Thursday 7 May 2009

The Fourth Moratorium - Report from ACC-14 Day 5 Part 1

On a day when the cloud of litigation surrounding The Episcopal Church grows darker, many couldn’t help but notice it even from the sunny shores of Jamaica. However this litigious church tempest seems to have escaped the sight of the 14th meeting of the Anglican Consultative Council and some of the Anglican Communion’s top officials.

Today, a pastor and his wife are being evicted from their home in Colorado Springs. At the same time, the individual members of the vestry of Saint James Newport Beach are being sued by the Diocese of Los Angeles for $500,000 a piece in legal fees for a total of $6 million being sought by the diocese.

LISTING =>
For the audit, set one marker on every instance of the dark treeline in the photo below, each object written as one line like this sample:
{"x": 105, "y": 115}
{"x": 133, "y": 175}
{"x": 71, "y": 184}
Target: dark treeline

ACTIONS TO TAKE =>
1. Set down the part of the ACC-14 report that runs from "On a day when" down to "by the diocese.", keeping every word unchanged.
2. Answer these from the ACC-14 report:
(a) Which numbered meeting of the Anglican Consultative Council does it name?
(b) In what city are the pastor and his wife being evicted from their home?
(c) What total amount is the Diocese of Los Angeles seeking?
3. Does each statement agree with the ACC-14 report? Answer yes or no, and quote the words that decide it.
(a) The pastor and his wife are being evicted from a home in Newport Beach.
(b) Individual vestry members of Saint James Newport Beach are being sued for $500,000 each.
(c) The report is dated Thursday 7 May 2009.

ANSWERS =>
1.
On a day when the cloud of litigation surrounding The Episcopal Church grows darker, many couldn’t help but notice it even from the sunny shores of Jamaica. However this litigious church tempest seems to have escaped the sight of the 14th meeting of the Anglican Consultative Council and some of the Anglican Communion’s top officials.

Today, a pastor and his wife are being evicted from their home in Colorado Springs. At the same time, the individual members of the vestry of Saint James Newport Beach are being sued by the Diocese of Los Angeles for $500,000 a piece in legal fees for a total of $6 million being sought by the diocese.

2.
(a) The 14th meeting.
(b) Colorado Springs.
(c) $6 million.

3.
(a) No: "a pastor and his wife are being evicted from their home in Colorado Springs"
(b) Yes: "are being sued by the Diocese of Los Angeles for $500,000 a piece in legal fees"
(c) Yes: "Thursday 7 May 2009"